• Do this:
Recast the lines below, from the one containing "If you could tag the bare tree" through the one containing "If you could tag the rear", as a Markdown table with a Number column and a Line column, leaving out blank lines.

• Dataset rows:
[START]

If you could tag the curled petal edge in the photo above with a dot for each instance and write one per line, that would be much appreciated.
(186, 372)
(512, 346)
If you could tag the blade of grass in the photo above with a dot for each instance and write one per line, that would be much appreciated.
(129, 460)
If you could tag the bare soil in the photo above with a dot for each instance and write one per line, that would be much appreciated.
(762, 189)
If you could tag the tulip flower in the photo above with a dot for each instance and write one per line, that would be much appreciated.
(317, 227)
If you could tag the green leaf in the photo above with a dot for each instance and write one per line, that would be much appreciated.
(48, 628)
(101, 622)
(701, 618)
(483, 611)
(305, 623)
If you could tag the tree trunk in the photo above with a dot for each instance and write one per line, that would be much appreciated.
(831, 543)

[END]
[START]

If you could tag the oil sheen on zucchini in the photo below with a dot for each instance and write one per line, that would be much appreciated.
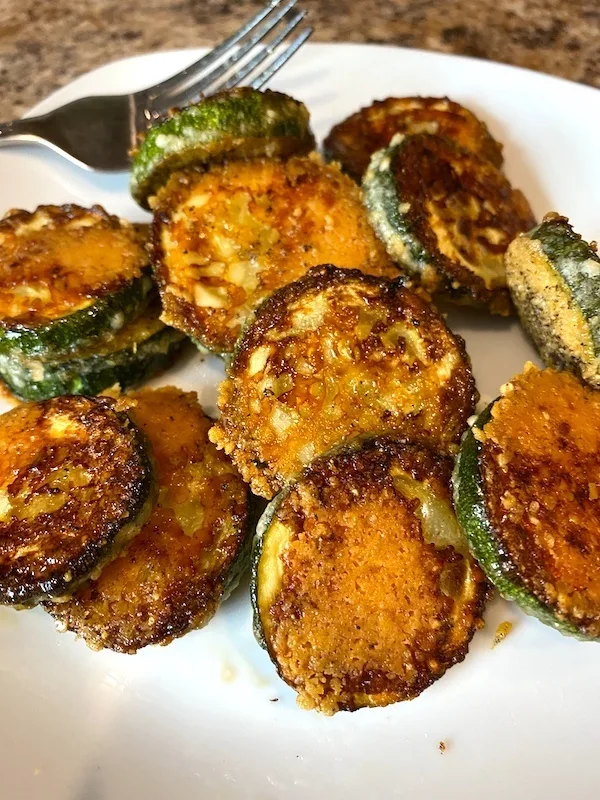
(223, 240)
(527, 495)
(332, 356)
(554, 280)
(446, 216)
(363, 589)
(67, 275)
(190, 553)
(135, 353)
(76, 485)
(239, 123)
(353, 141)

[END]
[START]

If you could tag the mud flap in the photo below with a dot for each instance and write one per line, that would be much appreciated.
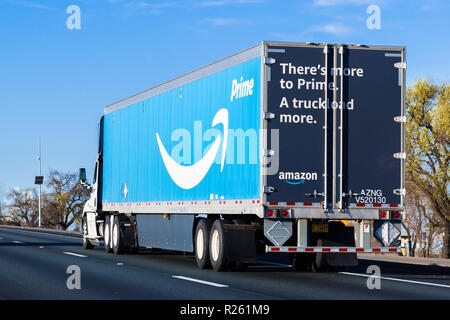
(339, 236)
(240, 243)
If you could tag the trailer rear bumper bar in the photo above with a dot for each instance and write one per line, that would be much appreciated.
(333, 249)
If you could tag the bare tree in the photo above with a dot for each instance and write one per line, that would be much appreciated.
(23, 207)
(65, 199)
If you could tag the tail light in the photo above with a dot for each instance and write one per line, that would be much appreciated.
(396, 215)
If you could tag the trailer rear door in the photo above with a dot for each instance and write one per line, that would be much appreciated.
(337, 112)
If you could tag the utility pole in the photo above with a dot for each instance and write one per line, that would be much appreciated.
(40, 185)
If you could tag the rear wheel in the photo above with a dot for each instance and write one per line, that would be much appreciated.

[END]

• Result of the task:
| Number | Line |
|---|---|
| 1 | If you could tag the bare tree in the photo above with a dot for each instance and write one per line, that would be much appreciated. |
| 2 | (23, 207) |
| 3 | (65, 199) |
| 4 | If you could tag the tail light in the photo above with a dot for each instance and write one per line, that would be much appreciated. |
| 5 | (396, 215) |
| 6 | If you could tag the trailer rear door in the photo above with a dot for each instance and write one per line, that would be much appreciated. |
| 7 | (337, 112) |
| 8 | If you could tag the utility pole in the photo above with a dot for each instance and write one per line, that would be much appreciated. |
| 9 | (40, 185) |
| 10 | If you could tag the rear wheel in the photo above with a dot for each instance and write one per line, that would be much appreciated. |